━━━ Text block

* parity data
@ 2008-09-07 5:43 Eric Anopolsky
2008-09-08 14:47 ` Chris Mason
0 siblings, 1 reply; 7+ messages in thread
From: Eric Anopolsky @ 2008-09-07 5:43 UTC (permalink / raw)
To: linux-btrfs
[-- Attachment #1: Type: text/plain, Size: 433 bytes --]
Hi,
A couple of questions.
1. Does btrfs currently have anything like raid 5 or 6?
2. One guy on my LUG's mailing list is really excited about the
potential for setting redundancy on a per-file basis.
I.e. /home/eric/criticalfile gets mirrored across all of the drives in
the filesystem but /home/eric/temporaryfile gets striped. I'm skeptical.
Is it a good idea to allow people/programs to do this?
Cheers,
Eric
[-- Attachment #2: This is a digitally signed message part --]
[-- Type: application/pgp-signature, Size: 189 bytes --]
^ permalink raw reply [flat|nested] 7+ messages in thread
* Re: parity data
2008-09-07 5:43 parity data Eric Anopolsky
@ 2008-09-08 14:47 ` Chris Mason
2008-09-09 0:46 ` Eric Anopolsky
0 siblings, 1 reply; 7+ messages in thread
From: Chris Mason @ 2008-09-08 14:47 UTC (permalink / raw)
To: Eric Anopolsky; +Cc: linux-btrfs
On Sat, 2008-09-06 at 23:43 -0600, Eric Anopolsky wrote:
> Hi,
>
> A couple of questions.
>
> 1. Does btrfs currently have anything like raid 5 or 6?
>
Not yet, it might one day.
> 2. One guy on my LUG's mailing list is really excited about the
> potential for setting redundancy on a per-file basis.
> I.e. /home/eric/criticalfile gets mirrored across all of the drives in
> the filesystem but /home/eric/temporaryfile gets striped. I'm skeptical.
> Is it a good idea to allow people/programs to do this?
In general, yes. Some files or directories are crucial, and some (swap
for example) don't need to survive a crash.
But, I think the flexibility should go a little further. The goal is to
be able to define drive groups and tie files or directory trees to the
drive groups. That way you can say these files go to the fastest drives
and these files go to some other drive type, etc etc.
-chris
^ permalink raw reply [flat|nested] 7+ messages in thread
* Re: parity data
2008-09-08 14:47 ` Chris Mason
@ 2008-09-09 0:46 ` Eric Anopolsky
2008-09-09 10:43 ` Chris Mason
0 siblings, 1 reply; 7+ messages in thread
From: Eric Anopolsky @ 2008-09-09 0:46 UTC (permalink / raw)
To: Chris Mason; +Cc: linux-btrfs
[-- Attachment #1: Type: text/plain, Size: 2460 bytes --]
On Mon, 2008-09-08 at 10:47 -0400, Chris Mason wrote:
> On Sat, 2008-09-06 at 23:43 -0600, Eric Anopolsky wrote:
> > Hi,
> >
> > A couple of questions.

━━━━━━
━━━ Stored rows

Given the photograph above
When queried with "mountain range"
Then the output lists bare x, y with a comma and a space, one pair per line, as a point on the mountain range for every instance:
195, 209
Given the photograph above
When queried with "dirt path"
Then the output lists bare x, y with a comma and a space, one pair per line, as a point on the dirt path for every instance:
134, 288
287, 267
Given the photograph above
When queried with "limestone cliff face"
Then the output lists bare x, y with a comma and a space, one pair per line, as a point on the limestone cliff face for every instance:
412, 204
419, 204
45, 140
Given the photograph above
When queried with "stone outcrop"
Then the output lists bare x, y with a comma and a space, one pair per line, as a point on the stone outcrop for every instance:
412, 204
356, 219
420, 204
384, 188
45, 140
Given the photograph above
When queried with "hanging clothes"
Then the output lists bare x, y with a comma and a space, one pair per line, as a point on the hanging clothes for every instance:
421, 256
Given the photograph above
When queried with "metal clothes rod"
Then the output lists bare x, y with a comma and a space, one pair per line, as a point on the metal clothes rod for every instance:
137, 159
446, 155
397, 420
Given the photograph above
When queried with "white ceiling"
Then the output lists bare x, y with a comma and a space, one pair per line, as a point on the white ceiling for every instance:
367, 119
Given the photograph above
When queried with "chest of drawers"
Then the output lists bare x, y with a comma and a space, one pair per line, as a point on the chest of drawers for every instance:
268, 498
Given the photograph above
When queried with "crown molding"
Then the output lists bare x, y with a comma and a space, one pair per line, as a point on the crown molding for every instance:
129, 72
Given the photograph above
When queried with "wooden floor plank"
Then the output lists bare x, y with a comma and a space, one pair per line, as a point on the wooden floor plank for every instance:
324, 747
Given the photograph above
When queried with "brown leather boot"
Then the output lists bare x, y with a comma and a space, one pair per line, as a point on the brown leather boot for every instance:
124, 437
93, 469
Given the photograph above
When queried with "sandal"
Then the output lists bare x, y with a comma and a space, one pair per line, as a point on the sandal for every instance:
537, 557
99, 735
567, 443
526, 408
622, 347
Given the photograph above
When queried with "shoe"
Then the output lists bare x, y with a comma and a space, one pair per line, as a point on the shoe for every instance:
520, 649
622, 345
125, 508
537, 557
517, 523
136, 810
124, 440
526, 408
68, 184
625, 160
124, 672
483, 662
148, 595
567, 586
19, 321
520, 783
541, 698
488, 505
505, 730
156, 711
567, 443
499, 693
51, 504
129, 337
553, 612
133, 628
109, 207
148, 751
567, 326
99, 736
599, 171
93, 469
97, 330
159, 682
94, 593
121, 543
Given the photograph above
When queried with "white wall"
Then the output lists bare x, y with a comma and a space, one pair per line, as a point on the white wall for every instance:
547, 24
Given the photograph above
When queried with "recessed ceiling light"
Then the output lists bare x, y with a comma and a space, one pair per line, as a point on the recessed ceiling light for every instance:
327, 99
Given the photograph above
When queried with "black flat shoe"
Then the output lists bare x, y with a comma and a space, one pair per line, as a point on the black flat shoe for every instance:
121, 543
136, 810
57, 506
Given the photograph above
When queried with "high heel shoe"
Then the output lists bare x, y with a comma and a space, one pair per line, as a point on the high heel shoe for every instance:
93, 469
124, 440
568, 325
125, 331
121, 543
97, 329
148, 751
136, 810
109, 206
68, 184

━━━━━━

# [What you will do]
• a. In the btrfs mailing-list thread, what does Chris Mason name as an example of something that doesn't need to survive a crash?
• b. Continue the btrfs mailing-list thread from its last line.
The data is separate from the btrfs mailing-list thread.

# [Solved tasks]
• a. Swap.

• b.
> >
> > 1. Does btrfs currently have anything like raid 5 or 6?
> >
>
> Not yet, it might one day.
>
> > 2. One guy on my LUG's mailing list is really excited about the
> > potential for setting redundancy on a per-file basis.
> > I.e. /home/eric/criticalfile gets mirrored across all of the drives in
> > the filesystem but /home/eric/temporaryfile gets striped. I'm skeptical.
> > Is it a good idea to allow people/programs to do this?
>
> In general, yes. Some files or directories are crucial, and some (swap
> for example) don't need to survive a crash.
If a disk dies in a redundant configuration, I'd like to be able to hot
replace the failed disk and keep going without any interruption. So
losing parts of the paging file would be pretty bad in that case.
Isn't a partially failed array (where some files are accessible and
others are not, without any additional filesystem damage) a weird
failure mode? Do people know how to deal with this? Do applications know
how to deal with this?
What kind of file would be important enough to keep around but
unimportant enough that it could be lost at any time while the system is
up without anyone knowing or caring?
> But, I think the flexibility should go a little further. The goal is to
> be able to define drive groups and tie files or directory trees to the
> drive groups. That way you can say these files go to the fastest drives
> and these files go to some other drive type, etc etc.
Let's say I have 4 100GB drives (2 fast ones and 2 slow ones). I've
restricted a performance critical directory to the two fastest drives,
currently totaling 100GB of performance critical data. The rest of the
data on the system is striped.
How much free space do I have on the filesystem? 100GB (the amount of
data I can store in the performance critical directory)? 200GB (the
amount of data I can store outside the performance critical directory if
the striping is guaranteed)? 300GB (the amount of data I can store
outside the performance critical directory if the striping is best
effort)?
I'm open to being convinced otherwise, but I think issues like this
would crop up any time the filesystem is artificially prevented from
load balancing the data across the drives.
Cheers,
Eric
[-- Attachment #2: This is a digitally signed message part --]
[-- Type: application/pgp-signature, Size: 189 bytes --]
^ permalink raw reply [flat|nested] 7+ messages in thread
* Re: parity data
2008-09-09 0:46 ` Eric Anopolsky
@ 2008-09-09 10:43 ` Chris Mason
2008-09-09 14:07 ` Paul P Komkoff Jr
2008-09-10 1:32 ` Eric Anopolsky
0 siblings, 2 replies; 7+ messages in thread
From: Chris Mason @ 2008-09-09 10:43 UTC (permalink / raw)
To: Eric Anopolsky; +Cc: linux-btrfs
On Mon, 2008-09-08 at 18:46 -0600, Eric Anopolsky wrote:
> On Mon, 2008-09-08 at 10:47 -0400, Chris Mason wrote:
> > On Sat, 2008-09-06 at 23:43 -0600, Eric Anopolsky wrote:
> > > Hi,
> > >
> > > A couple of questions.
> > >
> > > 1. Does btrfs currently have anything like raid 5 or 6?
> > >
> >
> > Not yet, it might one day.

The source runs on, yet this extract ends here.